УКАЗАНИЕ:
Приведите все строки данных, где встречается слово «football». Регистр букв учитывается.

[Данные из набора для разметки]
======

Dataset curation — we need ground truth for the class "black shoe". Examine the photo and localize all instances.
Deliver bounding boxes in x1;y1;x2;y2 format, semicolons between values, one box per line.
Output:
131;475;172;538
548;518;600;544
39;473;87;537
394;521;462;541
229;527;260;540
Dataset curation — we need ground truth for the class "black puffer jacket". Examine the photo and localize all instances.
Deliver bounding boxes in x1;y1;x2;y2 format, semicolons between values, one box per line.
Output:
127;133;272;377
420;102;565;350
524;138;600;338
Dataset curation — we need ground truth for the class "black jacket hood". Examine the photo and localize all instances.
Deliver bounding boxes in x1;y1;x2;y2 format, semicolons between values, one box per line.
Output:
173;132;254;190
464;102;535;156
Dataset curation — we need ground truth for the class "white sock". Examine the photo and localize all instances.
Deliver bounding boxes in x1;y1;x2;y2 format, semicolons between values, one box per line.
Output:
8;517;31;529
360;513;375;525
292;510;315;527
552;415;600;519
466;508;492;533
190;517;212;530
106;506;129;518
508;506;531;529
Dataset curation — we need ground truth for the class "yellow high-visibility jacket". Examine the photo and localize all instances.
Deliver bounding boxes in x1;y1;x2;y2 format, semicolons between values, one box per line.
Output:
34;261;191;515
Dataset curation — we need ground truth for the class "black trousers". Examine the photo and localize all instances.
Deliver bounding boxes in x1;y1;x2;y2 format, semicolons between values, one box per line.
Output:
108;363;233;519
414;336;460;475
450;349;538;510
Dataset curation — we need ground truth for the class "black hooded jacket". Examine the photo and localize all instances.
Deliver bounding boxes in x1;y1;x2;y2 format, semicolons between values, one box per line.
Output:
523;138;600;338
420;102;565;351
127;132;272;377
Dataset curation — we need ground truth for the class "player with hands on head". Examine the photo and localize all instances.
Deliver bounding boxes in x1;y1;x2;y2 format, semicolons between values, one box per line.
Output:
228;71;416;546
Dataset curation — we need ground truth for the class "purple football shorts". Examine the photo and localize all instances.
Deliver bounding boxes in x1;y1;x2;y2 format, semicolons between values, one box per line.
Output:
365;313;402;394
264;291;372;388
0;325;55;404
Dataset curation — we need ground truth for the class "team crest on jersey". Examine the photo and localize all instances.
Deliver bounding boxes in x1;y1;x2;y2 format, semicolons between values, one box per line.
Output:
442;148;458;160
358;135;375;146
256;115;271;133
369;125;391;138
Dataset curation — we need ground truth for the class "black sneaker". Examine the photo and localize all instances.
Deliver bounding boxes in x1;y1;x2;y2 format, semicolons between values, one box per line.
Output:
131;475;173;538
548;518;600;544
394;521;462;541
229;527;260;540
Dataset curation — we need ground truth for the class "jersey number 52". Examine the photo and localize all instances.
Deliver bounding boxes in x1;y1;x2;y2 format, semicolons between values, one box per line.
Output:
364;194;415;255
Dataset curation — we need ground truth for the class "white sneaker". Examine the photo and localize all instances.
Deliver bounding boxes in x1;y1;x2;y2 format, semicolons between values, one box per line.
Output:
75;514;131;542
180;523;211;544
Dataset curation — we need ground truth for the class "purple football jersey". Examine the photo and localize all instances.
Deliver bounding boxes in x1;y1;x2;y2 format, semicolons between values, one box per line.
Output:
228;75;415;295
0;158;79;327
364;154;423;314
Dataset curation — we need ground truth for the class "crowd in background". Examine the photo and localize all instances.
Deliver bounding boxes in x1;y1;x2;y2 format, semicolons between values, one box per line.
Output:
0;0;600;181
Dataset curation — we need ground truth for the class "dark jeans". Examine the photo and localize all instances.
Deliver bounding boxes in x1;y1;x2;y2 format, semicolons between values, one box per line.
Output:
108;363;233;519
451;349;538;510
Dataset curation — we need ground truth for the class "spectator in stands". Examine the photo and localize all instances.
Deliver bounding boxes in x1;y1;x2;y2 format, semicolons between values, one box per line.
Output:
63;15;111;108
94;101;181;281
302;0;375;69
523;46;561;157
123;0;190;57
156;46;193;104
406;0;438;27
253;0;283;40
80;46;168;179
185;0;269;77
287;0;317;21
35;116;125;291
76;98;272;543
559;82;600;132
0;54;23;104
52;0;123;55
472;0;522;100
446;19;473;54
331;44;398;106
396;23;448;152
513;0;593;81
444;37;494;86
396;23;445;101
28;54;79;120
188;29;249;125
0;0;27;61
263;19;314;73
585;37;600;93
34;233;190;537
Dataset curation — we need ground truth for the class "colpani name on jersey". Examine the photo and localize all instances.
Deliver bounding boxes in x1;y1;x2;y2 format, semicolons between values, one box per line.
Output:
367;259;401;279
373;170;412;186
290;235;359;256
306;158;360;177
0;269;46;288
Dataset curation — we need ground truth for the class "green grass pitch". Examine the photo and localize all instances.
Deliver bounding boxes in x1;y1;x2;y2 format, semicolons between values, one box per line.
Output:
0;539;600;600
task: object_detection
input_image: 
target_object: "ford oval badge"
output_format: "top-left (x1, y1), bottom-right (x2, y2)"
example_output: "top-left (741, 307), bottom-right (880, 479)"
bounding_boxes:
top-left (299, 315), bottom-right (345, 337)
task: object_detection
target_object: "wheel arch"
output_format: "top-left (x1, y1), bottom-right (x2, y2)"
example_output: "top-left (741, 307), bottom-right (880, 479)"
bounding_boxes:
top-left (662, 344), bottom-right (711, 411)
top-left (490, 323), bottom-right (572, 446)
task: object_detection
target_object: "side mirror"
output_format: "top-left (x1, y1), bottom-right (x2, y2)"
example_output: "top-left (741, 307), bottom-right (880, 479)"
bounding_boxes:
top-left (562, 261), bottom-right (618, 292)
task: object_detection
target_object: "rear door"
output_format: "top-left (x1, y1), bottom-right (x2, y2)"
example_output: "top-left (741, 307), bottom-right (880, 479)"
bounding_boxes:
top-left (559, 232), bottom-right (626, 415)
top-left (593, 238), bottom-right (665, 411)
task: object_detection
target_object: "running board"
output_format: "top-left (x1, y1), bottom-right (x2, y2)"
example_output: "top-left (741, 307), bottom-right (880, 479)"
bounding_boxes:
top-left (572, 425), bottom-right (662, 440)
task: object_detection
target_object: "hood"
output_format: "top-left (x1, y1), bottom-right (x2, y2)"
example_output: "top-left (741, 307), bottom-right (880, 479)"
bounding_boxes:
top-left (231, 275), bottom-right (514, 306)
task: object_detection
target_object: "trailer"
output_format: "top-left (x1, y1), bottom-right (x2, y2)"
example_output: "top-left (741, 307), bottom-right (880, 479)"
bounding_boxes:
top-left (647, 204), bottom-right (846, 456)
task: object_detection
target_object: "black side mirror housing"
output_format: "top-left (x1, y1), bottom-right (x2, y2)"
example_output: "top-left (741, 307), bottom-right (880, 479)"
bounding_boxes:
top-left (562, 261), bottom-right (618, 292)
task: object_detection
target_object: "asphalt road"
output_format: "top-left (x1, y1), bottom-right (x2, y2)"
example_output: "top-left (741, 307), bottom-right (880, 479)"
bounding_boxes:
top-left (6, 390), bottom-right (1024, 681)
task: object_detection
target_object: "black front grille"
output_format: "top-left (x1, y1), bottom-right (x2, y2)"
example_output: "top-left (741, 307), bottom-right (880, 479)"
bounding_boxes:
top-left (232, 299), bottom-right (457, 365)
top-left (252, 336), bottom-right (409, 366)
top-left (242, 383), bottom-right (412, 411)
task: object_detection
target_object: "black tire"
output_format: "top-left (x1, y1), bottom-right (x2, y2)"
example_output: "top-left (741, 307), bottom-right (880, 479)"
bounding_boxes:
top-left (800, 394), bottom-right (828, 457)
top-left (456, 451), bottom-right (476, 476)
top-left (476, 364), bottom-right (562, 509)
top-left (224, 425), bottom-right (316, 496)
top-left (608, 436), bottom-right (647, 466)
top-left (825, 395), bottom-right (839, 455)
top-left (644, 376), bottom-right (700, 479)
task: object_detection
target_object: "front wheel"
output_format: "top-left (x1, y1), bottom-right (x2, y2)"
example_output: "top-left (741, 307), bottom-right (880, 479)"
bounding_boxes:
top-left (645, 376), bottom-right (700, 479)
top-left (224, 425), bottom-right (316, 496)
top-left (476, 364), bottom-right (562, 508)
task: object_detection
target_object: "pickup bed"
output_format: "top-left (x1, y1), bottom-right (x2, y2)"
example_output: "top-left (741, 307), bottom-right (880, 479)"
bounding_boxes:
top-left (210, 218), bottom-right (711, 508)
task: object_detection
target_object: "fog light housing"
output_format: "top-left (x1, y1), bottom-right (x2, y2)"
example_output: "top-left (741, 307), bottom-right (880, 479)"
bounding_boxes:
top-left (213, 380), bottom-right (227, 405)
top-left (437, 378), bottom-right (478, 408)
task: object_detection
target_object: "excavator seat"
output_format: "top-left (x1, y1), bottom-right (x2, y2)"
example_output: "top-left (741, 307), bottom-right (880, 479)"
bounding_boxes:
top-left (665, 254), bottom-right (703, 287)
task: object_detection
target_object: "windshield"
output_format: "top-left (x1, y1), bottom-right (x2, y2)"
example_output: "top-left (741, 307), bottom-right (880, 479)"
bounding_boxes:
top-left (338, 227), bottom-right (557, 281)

======

РЕШЕНИЕ ЗАДАНИЯ:
Dataset curation — we need ground truth for the class "purple football shorts". Examine the photo and localize all instances.
Dataset curation — we need ground truth for the class "purple football jersey". Examine the photo and localize all instances.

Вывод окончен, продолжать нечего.